- [SET PROBLEM 1] Which parser does the notebook list under building an NLU component?

···

# Intent discovery in the Banking77 dataset

* Build an NLU component
    * CKY parser (dynamic programming, CFG algo)
        * TO DO: search for production-grade library

* Impact
    * dataset automatic labelling --> reduce labor intensive annotation 


## Setup  
### Dependencies

In [17]:
import os
import pandas as pd
from sklearn.feature_extraction.text import CountVectorizer
from sklearn.linear_model import LogisticRegression
from sklearn.metrics import confusion_matrix, plot_confusion_matrix, classification_report

# text preprocessing
import nltk
import re
import numpy as np
nltk.download('punkt') # 13 MB zip containing pretrained punkt sentence tokenizer (Kiss and Strunk, 2006)
import time

[nltk_data] Downloading package punkt to
[nltk_data]     /Users/steeve_laquitaine/nltk_data...
[nltk_data]   Package punkt is already up-to-date!

···

- [SET PROBLEM 2] Format the rows from the line with "the asphalt pavement" through the end of the rows as a numbered list, skipping blank lines.

···

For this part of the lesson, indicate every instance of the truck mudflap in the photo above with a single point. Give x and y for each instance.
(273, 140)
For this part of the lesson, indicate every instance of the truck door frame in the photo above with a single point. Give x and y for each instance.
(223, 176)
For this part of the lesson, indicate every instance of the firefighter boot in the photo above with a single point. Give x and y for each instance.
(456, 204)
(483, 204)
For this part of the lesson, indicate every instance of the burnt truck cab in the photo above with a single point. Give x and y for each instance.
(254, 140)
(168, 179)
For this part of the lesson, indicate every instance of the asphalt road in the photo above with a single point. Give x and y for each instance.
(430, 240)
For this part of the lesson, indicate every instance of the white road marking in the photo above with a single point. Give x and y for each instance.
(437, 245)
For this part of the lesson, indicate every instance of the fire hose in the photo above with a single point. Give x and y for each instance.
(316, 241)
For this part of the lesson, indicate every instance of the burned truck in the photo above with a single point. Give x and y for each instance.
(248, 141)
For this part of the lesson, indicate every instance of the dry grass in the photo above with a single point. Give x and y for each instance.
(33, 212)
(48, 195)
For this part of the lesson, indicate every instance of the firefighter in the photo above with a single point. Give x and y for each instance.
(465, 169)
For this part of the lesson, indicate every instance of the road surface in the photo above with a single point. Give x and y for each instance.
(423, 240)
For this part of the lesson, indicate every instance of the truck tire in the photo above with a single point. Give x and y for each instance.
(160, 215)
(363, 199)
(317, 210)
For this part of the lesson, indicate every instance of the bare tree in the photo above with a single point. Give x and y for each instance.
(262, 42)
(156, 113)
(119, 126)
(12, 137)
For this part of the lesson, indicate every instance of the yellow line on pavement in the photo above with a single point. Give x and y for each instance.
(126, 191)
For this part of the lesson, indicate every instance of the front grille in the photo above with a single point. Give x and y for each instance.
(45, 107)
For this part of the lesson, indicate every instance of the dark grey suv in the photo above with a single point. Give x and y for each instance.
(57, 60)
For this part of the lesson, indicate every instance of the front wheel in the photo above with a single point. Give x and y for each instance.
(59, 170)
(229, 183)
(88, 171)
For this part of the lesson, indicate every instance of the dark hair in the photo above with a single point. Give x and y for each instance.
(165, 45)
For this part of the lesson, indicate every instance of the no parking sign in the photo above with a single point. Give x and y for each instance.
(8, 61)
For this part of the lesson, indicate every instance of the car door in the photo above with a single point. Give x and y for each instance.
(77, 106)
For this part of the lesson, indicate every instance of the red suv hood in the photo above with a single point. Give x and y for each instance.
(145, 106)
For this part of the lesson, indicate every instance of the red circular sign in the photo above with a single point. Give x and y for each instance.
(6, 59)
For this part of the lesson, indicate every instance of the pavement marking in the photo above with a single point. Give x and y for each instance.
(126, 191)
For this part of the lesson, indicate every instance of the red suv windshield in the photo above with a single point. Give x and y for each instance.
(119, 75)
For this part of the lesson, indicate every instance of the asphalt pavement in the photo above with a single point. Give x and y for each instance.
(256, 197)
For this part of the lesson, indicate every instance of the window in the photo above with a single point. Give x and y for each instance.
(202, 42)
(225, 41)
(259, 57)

···

- [CORRECT ANSWER 1] A CKY parser, a dynamic-programming CFG algorithm.

- [CORRECT ANSWER 2]
1. For this part of the lesson, indicate every instance of the asphalt pavement in the photo above with a single point. Give x and y for each instance.
2. (256, 197)
3. For this part of the lesson, indicate every instance of the window in the photo above with a single point. Give x and y for each instance.
4. (202, 42)
5. (225, 41)
6. (259, 57)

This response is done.